Given problem - Retype every entry word for word.
[Begin Supplied records]
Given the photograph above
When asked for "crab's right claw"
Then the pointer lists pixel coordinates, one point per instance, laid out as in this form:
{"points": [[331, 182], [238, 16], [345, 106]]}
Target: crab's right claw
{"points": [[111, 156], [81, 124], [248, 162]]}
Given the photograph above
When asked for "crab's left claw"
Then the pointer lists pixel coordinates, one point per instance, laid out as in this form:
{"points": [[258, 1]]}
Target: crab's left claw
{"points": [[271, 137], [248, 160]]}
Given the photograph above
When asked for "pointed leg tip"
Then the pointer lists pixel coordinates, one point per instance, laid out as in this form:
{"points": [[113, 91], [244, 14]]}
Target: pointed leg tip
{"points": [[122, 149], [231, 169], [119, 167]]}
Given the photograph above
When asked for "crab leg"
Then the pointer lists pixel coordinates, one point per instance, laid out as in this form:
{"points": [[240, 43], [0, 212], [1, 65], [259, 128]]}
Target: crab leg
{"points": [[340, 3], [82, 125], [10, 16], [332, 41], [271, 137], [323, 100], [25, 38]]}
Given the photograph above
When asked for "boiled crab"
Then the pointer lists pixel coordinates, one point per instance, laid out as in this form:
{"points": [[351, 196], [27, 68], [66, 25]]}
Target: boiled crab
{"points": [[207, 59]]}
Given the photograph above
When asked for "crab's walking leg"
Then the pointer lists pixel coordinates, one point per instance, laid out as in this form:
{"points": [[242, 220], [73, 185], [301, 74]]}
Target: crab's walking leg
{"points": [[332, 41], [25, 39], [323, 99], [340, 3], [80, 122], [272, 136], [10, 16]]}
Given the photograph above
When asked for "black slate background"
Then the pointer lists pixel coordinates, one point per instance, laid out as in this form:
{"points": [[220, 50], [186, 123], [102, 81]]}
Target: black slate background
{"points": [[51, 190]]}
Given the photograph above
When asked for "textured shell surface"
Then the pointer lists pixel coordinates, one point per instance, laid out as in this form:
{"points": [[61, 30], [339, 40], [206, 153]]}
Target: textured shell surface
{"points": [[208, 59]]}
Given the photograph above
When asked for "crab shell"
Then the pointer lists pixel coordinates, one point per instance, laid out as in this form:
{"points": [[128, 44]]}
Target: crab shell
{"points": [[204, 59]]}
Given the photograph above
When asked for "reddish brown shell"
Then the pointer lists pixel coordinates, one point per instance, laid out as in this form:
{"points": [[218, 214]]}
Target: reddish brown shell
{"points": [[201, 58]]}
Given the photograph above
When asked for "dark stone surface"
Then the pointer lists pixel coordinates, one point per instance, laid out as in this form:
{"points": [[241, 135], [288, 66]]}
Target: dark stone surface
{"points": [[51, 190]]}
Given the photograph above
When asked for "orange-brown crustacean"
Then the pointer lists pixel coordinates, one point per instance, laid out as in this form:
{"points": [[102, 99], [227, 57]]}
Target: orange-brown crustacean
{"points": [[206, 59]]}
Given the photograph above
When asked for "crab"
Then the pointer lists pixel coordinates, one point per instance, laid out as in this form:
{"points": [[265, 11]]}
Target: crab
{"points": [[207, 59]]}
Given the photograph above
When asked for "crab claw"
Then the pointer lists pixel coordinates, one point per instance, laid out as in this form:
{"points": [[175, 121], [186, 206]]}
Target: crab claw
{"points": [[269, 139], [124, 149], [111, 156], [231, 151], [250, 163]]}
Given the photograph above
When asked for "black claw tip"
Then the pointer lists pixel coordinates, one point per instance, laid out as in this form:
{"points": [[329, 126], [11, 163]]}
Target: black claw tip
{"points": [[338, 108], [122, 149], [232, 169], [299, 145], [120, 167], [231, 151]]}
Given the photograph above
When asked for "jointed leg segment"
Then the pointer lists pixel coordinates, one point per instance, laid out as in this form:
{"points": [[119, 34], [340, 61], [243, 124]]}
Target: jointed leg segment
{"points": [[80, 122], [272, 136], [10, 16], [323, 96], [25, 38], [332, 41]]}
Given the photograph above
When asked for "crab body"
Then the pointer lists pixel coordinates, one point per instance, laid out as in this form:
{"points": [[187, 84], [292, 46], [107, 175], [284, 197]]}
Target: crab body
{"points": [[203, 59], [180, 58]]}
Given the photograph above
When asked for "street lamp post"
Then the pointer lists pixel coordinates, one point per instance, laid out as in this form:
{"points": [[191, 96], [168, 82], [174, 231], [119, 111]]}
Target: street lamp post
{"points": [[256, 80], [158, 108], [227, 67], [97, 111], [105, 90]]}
[End Supplied records]
Response to the task -
Given the photograph above
When asked for "crab's right claw"
Then the pointer lists pixel coordinates, one point per instance, laid out as in this form:
{"points": [[331, 182], [238, 16], [345, 106]]}
Target: crab's right claw
{"points": [[111, 156], [81, 124], [248, 162]]}
Given the photograph above
When asked for "crab's left claw"
Then the pointer lists pixel coordinates, one point per instance, laid out as in this form:
{"points": [[258, 1]]}
Target: crab's left claw
{"points": [[271, 137], [248, 160]]}
Given the photograph above
When asked for "pointed leg tip"
Then the pointer lists pixel coordinates, one point per instance, laid out as in this form:
{"points": [[113, 91], [244, 14]]}
Target: pointed leg tip
{"points": [[122, 149], [231, 169], [119, 167]]}
Given the photograph above
When asked for "crab leg"
Then the pointer lists pixel coordinates, one point per instance, laid out as in this form:
{"points": [[240, 43], [0, 212], [1, 65], [259, 128]]}
Target: crab leg
{"points": [[340, 3], [82, 125], [10, 16], [332, 41], [271, 137], [323, 100], [25, 38]]}
Given the photograph above
When asked for "boiled crab"
Then the pointer lists pixel coordinates, one point per instance, laid out as in this form:
{"points": [[351, 196], [27, 68], [66, 25]]}
Target: boiled crab
{"points": [[207, 59]]}
Given the photograph above
When asked for "crab's walking leg"
Then the pointer lists pixel coordinates, one point per instance, laid out as in this form:
{"points": [[242, 220], [73, 185], [301, 74]]}
Target: crab's walking leg
{"points": [[332, 41], [25, 39], [323, 99], [340, 3], [80, 122], [272, 136], [10, 16]]}
Given the photograph above
When asked for "black slate background"
Then the pointer lists pixel coordinates, one point per instance, laid out as in this form:
{"points": [[220, 50], [186, 123], [102, 81]]}
Target: black slate background
{"points": [[51, 190]]}
Given the photograph above
When asked for "textured shell surface"
Then the pointer lists pixel coordinates, one point per instance, laid out as in this form:
{"points": [[61, 30], [339, 40], [206, 153]]}
Target: textured shell surface
{"points": [[208, 59]]}
Given the photograph above
When asked for "crab shell"
Then the pointer lists pixel coordinates, one point per instance, laid out as in this form:
{"points": [[128, 44]]}
Target: crab shell
{"points": [[204, 59]]}
Given the photograph above
When asked for "reddish brown shell"
Then the pointer lists pixel coordinates, one point per instance, laid out as in this form:
{"points": [[218, 214]]}
Target: reddish brown shell
{"points": [[201, 58]]}
Given the photograph above
When asked for "dark stone surface"
Then the pointer lists pixel coordinates, one point per instance, laid out as in this form:
{"points": [[241, 135], [288, 66]]}
Target: dark stone surface
{"points": [[51, 190]]}
Given the photograph above
When asked for "orange-brown crustacean"
Then the pointer lists pixel coordinates, one point per instance, laid out as in this form:
{"points": [[102, 99], [227, 57]]}
Target: orange-brown crustacean
{"points": [[206, 59]]}
Given the photograph above
When asked for "crab"
Then the pointer lists pixel coordinates, one point per instance, laid out as in this form:
{"points": [[265, 11]]}
Target: crab
{"points": [[207, 59]]}
Given the photograph above
When asked for "crab claw"
Then the pointer lists pixel coordinates, one point per instance, laid out as in this form:
{"points": [[175, 121], [186, 206]]}
Target: crab claw
{"points": [[269, 139], [124, 149], [111, 156], [231, 151], [250, 163]]}
Given the photograph above
When asked for "black claw tip"
Then the pointer lists pixel coordinates, one point per instance, laid out as in this form:
{"points": [[329, 126], [11, 163]]}
Target: black claw tip
{"points": [[338, 108], [122, 149], [232, 169], [299, 145], [120, 167], [231, 151]]}
Given the photograph above
When asked for "jointed leg segment"
Then the pointer lists pixel coordinates, one point per instance, laid out as in this form:
{"points": [[119, 34], [340, 61], [243, 124]]}
Target: jointed leg segment
{"points": [[80, 122], [272, 136], [10, 16], [323, 96], [25, 38], [332, 41]]}
Given the photograph above
When asked for "crab body"
Then the pointer lists pixel coordinates, one point per instance, laid out as in this form:
{"points": [[187, 84], [292, 46], [107, 175], [284, 197]]}
Target: crab body
{"points": [[203, 59], [180, 58]]}
Given the photograph above
When asked for "street lamp post"
Then the pointer lists pixel coordinates, one point per instance, laid out as in this form:
{"points": [[191, 96], [168, 82], [174, 231], [119, 111]]}
Target: street lamp post
{"points": [[256, 80], [158, 108], [227, 67], [97, 111], [105, 90]]}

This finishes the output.